◆ **WHAT YOU HAVE TO DO**: Images excluded, return every record exactly as it reads.

BEGIN PROVIDED MATERIAL

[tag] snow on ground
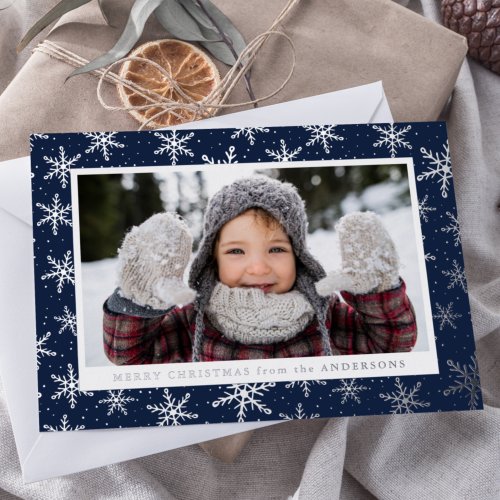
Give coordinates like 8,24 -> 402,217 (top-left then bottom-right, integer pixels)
82,206 -> 429,367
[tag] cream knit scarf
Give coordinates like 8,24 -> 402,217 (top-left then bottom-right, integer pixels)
206,282 -> 315,345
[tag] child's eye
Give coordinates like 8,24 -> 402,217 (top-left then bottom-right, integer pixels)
269,247 -> 287,253
227,248 -> 244,255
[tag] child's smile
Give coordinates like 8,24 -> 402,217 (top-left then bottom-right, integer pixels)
215,211 -> 296,294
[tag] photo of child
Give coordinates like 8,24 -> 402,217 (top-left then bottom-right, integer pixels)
102,173 -> 417,365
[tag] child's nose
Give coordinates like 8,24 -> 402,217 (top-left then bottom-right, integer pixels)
246,256 -> 271,275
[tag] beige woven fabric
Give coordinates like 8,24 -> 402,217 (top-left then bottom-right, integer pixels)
0,1 -> 499,499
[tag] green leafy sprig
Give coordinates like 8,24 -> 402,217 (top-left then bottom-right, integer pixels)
18,0 -> 253,96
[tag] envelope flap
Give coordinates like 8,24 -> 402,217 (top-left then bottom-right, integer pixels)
176,82 -> 387,130
0,156 -> 32,226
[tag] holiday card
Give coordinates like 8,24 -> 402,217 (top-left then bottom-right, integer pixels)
30,122 -> 481,430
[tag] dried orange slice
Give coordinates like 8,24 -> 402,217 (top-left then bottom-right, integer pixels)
117,39 -> 220,128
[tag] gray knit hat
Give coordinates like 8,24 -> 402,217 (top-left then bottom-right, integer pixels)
188,174 -> 334,361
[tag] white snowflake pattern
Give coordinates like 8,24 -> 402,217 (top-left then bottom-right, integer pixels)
279,402 -> 319,420
147,389 -> 198,426
51,363 -> 94,409
202,145 -> 238,164
433,302 -> 462,330
442,259 -> 467,293
285,379 -> 327,397
36,193 -> 72,235
417,143 -> 452,198
441,211 -> 461,246
418,194 -> 436,223
331,379 -> 368,404
41,250 -> 75,293
379,377 -> 431,414
372,124 -> 412,157
230,127 -> 269,145
43,146 -> 81,188
43,414 -> 85,432
99,390 -> 136,415
265,139 -> 302,162
212,383 -> 276,422
153,131 -> 194,165
30,133 -> 49,151
444,356 -> 481,410
54,305 -> 77,335
36,331 -> 56,368
84,132 -> 125,161
304,125 -> 344,153
422,235 -> 436,262
424,251 -> 436,262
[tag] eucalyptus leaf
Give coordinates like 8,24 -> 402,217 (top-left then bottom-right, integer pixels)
178,0 -> 216,31
97,0 -> 111,26
17,0 -> 92,52
199,40 -> 238,65
194,0 -> 246,55
154,0 -> 219,42
68,0 -> 164,79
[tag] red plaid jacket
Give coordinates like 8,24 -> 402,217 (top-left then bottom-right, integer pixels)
103,282 -> 417,365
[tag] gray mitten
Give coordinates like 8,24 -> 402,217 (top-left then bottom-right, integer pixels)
316,211 -> 400,296
117,212 -> 196,309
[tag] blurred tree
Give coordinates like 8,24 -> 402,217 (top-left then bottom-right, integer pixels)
78,173 -> 164,261
127,173 -> 164,226
272,164 -> 409,232
78,173 -> 124,262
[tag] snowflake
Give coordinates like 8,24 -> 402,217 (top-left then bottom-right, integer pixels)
433,302 -> 462,331
30,133 -> 49,151
424,252 -> 436,262
372,124 -> 412,157
54,305 -> 77,335
36,331 -> 56,368
304,125 -> 344,153
441,211 -> 461,247
36,193 -> 72,235
43,146 -> 81,188
51,363 -> 94,409
442,259 -> 467,293
43,414 -> 85,432
212,382 -> 276,422
279,402 -> 319,420
202,145 -> 238,164
285,379 -> 327,397
444,355 -> 481,410
422,235 -> 436,262
417,143 -> 452,198
418,194 -> 436,223
41,250 -> 75,293
153,131 -> 194,165
147,389 -> 198,426
230,127 -> 269,145
99,390 -> 136,415
265,139 -> 302,162
84,132 -> 125,161
332,379 -> 368,404
379,377 -> 431,414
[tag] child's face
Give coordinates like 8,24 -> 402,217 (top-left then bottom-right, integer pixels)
215,211 -> 296,294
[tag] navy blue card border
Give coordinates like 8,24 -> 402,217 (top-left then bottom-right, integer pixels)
30,123 -> 481,431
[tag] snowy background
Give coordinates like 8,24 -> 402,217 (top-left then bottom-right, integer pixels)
81,167 -> 430,367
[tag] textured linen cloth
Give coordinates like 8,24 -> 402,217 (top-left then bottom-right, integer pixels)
0,1 -> 499,499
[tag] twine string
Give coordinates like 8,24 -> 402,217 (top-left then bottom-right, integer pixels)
34,0 -> 300,129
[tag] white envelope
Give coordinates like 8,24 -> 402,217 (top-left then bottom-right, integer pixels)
0,81 -> 392,482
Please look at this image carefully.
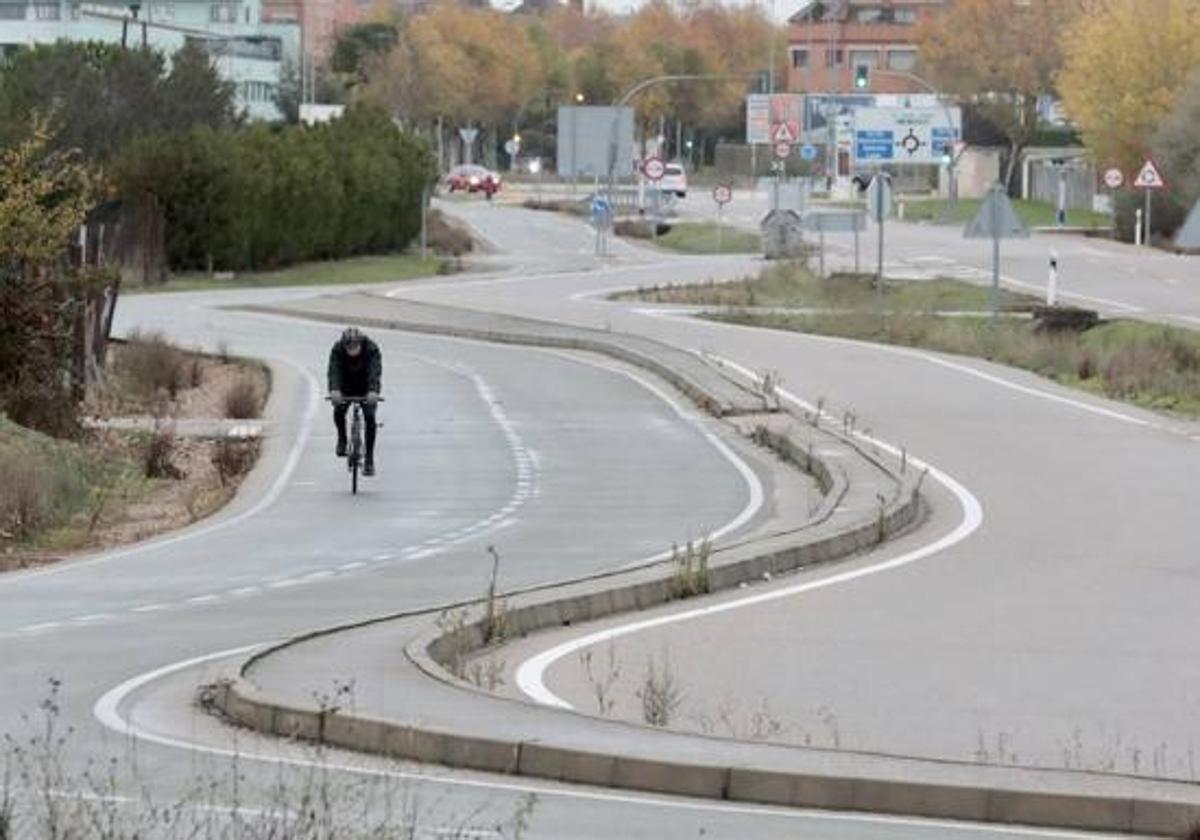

END PROVIDED MATERIAL

◆ **SOLUTION TO THIS EXERCISE**:
[tag] snow on ground
Give coordinates like 8,24 -> 402,217 (top-left then bottom-right, integer pixels)
82,206 -> 429,367
[tag] cream knit scarf
Give coordinates like 8,24 -> 402,217 (top-left then bottom-right, integer pixels)
206,282 -> 315,345
[tag] child's eye
Give coordinates like 8,24 -> 402,217 (top-left then bottom-right, integer pixels)
269,247 -> 287,253
227,248 -> 244,255
[tag] child's smile
Give coordinates like 8,24 -> 402,217 (top-left then bottom-right, integer pixels)
215,211 -> 296,294
[tag] photo of child
Give coordinates like 8,24 -> 402,217 (top-left then bottom-right, integer pixels)
102,173 -> 417,365
[tag] child's nose
Give coordinates like 8,24 -> 402,217 (top-left then bottom-right, integer pixels)
246,256 -> 271,275
[tag] beige woven fabric
Give coordinates like 8,24 -> 402,217 (top-left then bottom-right, integer pixels)
0,1 -> 499,499
[tag] green leafy sprig
Give coordinates like 8,24 -> 402,217 (top-left then bottom-right, integer pixels)
18,0 -> 253,96
[tag] envelope flap
Give coordinates like 8,24 -> 402,217 (top-left then bottom-right, integer pixels)
176,82 -> 387,130
0,156 -> 32,226
[tag] holiday card
Give coordinates like 8,24 -> 402,217 (top-left then bottom-right, integer pixels)
30,122 -> 481,430
[tag] dried orange slice
Give coordinates like 8,24 -> 402,217 (top-left then bottom-right, integer pixels)
117,39 -> 220,128
[tag] gray knit hat
Give coordinates like 8,24 -> 402,217 (top-left then bottom-right, integer pixels)
188,174 -> 334,361
[tag] white snowflake pattern
Give coordinates like 8,24 -> 402,217 (top-left then bottom-right, integer pixels)
279,402 -> 319,420
147,389 -> 198,426
51,363 -> 94,409
202,145 -> 238,164
433,302 -> 462,330
442,259 -> 467,293
285,379 -> 327,397
36,193 -> 72,235
417,143 -> 452,198
441,211 -> 461,246
418,194 -> 436,223
331,379 -> 368,404
41,250 -> 75,293
379,377 -> 431,414
372,124 -> 412,157
230,127 -> 269,145
43,146 -> 81,188
43,414 -> 85,432
99,390 -> 136,415
265,139 -> 302,162
212,383 -> 276,422
153,131 -> 194,165
30,133 -> 49,151
444,356 -> 481,410
54,305 -> 77,335
36,331 -> 56,368
84,132 -> 125,161
304,125 -> 344,153
422,235 -> 436,262
424,251 -> 436,262
[tag] eucalyptus leaf
Give coordinates like 8,24 -> 402,217 (top-left then bottom-right, integer pixels)
178,0 -> 216,31
97,0 -> 111,26
17,0 -> 92,52
199,40 -> 238,65
194,0 -> 246,55
154,0 -> 219,42
68,0 -> 164,79
[tag] red plaid jacket
Give coordinates like 8,24 -> 402,217 (top-left then bottom-right, integer pixels)
103,282 -> 417,365
[tag] gray mitten
Give coordinates like 8,24 -> 402,217 (top-left then bottom-right, integer pixels)
316,211 -> 400,296
117,212 -> 196,309
[tag] blurred tree
Give coordinates like 8,24 -> 402,217 (top-left then bottom-right, integer pixels)
78,173 -> 164,261
127,173 -> 164,226
272,164 -> 409,232
78,173 -> 124,262
[tag] snowflake
Give coordinates like 8,24 -> 402,217 (top-left then bottom-right, integer pixels)
433,302 -> 462,331
30,133 -> 49,151
424,252 -> 436,262
372,124 -> 412,157
54,305 -> 77,335
36,331 -> 56,368
304,125 -> 344,153
441,211 -> 461,247
36,193 -> 72,235
43,146 -> 81,188
51,363 -> 94,409
442,259 -> 467,293
43,414 -> 85,432
212,382 -> 276,422
279,402 -> 319,420
202,145 -> 238,164
285,379 -> 327,397
444,355 -> 481,410
422,235 -> 436,262
417,143 -> 452,198
418,194 -> 436,223
41,250 -> 75,293
153,131 -> 194,165
147,389 -> 198,426
230,127 -> 269,145
99,390 -> 136,415
265,139 -> 302,162
84,132 -> 125,161
332,379 -> 368,404
379,377 -> 431,414
[tag] child's face
Give coordinates like 8,24 -> 402,217 (top-left then bottom-right, integer pixels)
215,211 -> 296,294
[tag] navy blue card border
Give coordinates like 8,24 -> 402,217 (top-left then bottom-right, integer pixels)
30,123 -> 481,431
[tag] snowy background
Give coordinates like 8,24 -> 402,217 (top-left then bottom-right, integer pixels)
81,167 -> 430,367
[tag] textured linen cloth
Give coordinates like 8,24 -> 402,217 (top-left then bottom-right, integer pixels)
0,1 -> 499,499
[tag] twine string
Give coordinates like 8,24 -> 402,217 (top-left then bottom-right, integer pixels)
34,0 -> 300,129
[tag] white envelope
Give coordinates like 8,24 -> 402,217 (top-left then bottom-right, integer pixels)
0,81 -> 392,482
Please look at this image carefully.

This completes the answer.